• _TASK BRIEF_:
Pull out each of the lines below that contains the word "white". Case counts, so only lines with that exact capitalization qualify.
-------
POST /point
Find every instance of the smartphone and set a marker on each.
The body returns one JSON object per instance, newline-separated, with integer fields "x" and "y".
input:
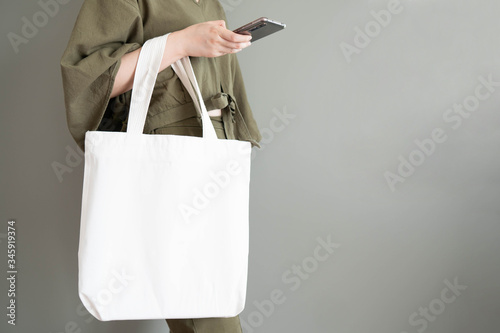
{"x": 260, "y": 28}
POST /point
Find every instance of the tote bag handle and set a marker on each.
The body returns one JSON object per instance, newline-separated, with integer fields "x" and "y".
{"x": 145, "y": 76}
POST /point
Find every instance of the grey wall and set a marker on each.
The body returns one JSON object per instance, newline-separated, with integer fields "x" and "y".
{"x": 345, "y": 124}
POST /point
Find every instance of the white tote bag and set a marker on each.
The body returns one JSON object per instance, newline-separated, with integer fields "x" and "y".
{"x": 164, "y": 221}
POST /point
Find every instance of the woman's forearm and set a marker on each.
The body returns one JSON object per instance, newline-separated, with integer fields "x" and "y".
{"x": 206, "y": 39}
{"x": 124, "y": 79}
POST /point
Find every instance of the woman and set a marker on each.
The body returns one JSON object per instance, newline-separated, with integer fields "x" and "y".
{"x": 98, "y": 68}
-------
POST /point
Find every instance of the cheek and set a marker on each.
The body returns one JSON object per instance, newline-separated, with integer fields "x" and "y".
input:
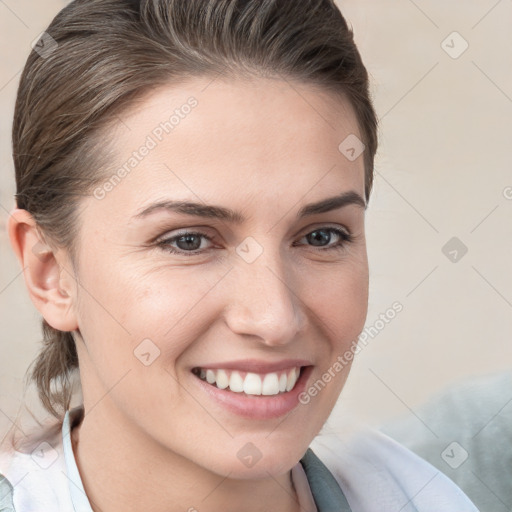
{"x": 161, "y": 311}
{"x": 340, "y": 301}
-------
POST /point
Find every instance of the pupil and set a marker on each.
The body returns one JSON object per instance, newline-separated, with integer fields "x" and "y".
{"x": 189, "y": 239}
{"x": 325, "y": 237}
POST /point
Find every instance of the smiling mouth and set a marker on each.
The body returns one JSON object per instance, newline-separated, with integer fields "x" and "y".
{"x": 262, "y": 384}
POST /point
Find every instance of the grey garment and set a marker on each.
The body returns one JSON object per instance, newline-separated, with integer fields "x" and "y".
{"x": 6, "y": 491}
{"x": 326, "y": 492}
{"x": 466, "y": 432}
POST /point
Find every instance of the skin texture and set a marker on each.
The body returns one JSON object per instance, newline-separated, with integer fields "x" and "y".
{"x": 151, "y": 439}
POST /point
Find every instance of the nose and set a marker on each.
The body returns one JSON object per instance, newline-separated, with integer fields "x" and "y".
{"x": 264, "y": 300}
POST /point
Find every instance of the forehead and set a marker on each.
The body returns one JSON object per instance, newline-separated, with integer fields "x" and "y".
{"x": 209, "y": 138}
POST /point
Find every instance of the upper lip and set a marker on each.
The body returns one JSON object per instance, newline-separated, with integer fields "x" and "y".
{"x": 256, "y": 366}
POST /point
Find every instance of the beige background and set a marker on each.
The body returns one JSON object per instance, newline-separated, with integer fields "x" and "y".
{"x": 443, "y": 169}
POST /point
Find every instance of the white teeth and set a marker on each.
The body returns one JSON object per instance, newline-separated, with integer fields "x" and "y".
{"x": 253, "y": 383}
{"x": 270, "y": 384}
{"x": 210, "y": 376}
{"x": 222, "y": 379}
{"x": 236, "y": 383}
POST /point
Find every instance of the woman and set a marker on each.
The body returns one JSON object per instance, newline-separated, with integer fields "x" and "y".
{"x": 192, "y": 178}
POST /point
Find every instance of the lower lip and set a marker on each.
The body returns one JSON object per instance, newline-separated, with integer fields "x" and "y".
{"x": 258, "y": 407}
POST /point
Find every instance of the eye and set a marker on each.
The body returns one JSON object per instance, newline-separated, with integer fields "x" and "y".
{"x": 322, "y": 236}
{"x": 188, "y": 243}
-------
• _OUTPUT OF THE EXERCISE_:
Find every instance of the white tote bag and set a marker on each.
Find every instance of the white teeth and set a marker on each.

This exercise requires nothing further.